Aim: Display each line of the entries below that contains the string "covered".

Extracted data:

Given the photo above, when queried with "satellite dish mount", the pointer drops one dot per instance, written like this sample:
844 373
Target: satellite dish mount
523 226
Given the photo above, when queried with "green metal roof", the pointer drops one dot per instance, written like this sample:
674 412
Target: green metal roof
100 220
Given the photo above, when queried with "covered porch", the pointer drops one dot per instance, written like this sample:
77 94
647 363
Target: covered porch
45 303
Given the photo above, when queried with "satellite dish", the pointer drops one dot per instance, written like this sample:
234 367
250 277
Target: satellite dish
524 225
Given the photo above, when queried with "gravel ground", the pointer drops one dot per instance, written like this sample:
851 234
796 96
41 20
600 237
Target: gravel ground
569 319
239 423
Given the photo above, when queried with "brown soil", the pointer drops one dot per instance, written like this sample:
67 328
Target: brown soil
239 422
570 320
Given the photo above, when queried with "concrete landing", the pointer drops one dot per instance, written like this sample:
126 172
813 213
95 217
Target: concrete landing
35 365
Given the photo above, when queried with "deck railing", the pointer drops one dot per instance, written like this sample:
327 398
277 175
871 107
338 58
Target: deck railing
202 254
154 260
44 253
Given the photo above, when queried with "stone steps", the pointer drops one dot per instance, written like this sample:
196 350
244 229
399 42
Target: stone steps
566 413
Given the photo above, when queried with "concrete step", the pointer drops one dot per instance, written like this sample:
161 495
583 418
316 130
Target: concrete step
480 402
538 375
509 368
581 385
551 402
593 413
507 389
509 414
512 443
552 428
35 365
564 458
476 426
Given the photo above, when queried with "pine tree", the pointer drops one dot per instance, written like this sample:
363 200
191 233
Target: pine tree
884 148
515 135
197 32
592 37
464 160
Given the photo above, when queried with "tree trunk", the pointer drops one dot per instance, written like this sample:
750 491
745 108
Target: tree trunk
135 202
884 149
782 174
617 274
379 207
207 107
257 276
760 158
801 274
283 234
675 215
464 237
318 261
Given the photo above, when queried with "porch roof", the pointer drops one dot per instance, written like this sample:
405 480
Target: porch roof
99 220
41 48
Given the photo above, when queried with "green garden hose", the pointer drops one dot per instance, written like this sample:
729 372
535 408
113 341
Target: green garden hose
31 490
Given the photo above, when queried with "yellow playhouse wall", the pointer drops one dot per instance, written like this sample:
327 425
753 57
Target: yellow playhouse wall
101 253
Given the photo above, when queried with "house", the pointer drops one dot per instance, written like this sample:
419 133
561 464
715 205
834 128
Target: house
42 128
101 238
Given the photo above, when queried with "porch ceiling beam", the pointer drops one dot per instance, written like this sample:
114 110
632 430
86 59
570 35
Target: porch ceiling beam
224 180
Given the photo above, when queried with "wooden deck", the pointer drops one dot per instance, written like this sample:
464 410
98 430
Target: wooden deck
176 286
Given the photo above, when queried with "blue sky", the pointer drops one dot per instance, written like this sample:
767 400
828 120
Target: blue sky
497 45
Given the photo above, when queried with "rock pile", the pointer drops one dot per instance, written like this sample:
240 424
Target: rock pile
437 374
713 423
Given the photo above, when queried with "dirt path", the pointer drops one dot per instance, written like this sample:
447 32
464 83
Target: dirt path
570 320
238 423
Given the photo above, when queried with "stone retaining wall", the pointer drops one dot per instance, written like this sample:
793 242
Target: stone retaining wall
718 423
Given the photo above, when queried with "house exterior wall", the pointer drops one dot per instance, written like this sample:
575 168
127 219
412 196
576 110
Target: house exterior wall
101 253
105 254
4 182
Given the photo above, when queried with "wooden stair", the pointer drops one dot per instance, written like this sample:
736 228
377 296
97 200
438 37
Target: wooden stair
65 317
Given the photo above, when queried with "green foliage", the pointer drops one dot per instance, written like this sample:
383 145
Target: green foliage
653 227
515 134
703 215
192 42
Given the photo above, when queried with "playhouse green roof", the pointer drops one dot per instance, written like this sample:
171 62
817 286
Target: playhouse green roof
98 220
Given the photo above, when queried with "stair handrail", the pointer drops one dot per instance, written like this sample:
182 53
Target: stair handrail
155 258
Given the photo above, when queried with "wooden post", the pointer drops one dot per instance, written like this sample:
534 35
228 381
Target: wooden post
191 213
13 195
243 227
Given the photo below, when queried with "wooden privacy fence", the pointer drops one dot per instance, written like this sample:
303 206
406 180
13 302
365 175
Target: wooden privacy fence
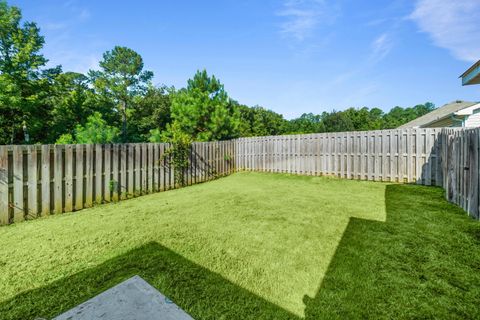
401 155
461 167
39 180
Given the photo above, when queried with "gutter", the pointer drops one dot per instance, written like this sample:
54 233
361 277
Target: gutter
454 118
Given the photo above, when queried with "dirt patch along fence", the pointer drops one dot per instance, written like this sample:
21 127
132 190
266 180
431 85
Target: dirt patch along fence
38 180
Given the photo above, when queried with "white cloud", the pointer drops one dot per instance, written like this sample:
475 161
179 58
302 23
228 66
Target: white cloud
453 25
381 47
302 17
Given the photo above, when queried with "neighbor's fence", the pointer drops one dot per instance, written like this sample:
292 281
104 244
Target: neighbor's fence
39 180
43 179
401 155
461 168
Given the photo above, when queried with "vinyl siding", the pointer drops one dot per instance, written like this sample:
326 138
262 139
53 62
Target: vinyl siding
473 120
447 122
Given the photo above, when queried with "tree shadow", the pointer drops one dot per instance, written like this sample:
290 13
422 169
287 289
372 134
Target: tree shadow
411 266
201 293
380 270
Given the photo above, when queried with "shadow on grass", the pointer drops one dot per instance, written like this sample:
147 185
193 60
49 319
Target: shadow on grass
408 267
200 292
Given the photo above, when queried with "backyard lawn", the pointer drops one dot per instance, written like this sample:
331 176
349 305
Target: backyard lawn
256 246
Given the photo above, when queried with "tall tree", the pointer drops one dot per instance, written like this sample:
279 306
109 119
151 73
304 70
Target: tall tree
152 112
203 109
121 78
20 63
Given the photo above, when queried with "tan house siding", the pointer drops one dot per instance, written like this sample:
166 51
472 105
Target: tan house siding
473 120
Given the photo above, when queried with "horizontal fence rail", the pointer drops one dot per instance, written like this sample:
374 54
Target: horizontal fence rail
407 155
39 180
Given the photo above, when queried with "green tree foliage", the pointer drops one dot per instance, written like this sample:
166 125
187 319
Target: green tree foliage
306 123
72 102
398 116
20 63
177 156
95 130
151 112
121 79
258 121
49 105
204 111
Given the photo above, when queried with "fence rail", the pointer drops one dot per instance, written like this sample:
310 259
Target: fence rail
39 180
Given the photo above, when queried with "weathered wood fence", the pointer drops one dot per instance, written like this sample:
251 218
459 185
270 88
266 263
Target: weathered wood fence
461 168
401 155
39 180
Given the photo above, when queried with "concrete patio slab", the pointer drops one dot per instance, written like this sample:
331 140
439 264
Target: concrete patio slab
133 299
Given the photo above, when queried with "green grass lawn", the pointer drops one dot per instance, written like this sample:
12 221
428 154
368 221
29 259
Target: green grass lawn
256 246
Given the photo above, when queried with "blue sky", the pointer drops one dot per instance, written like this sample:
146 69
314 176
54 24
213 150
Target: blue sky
291 56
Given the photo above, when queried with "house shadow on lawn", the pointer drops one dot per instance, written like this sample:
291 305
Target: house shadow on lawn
397 269
201 293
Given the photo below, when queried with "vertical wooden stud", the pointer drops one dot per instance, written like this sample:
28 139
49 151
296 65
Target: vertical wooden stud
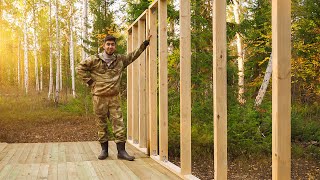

Expected answer:
Given the photo above, when queried with "covered porch", the pointer drops one dot per instance, written like this sample:
Target: covered porch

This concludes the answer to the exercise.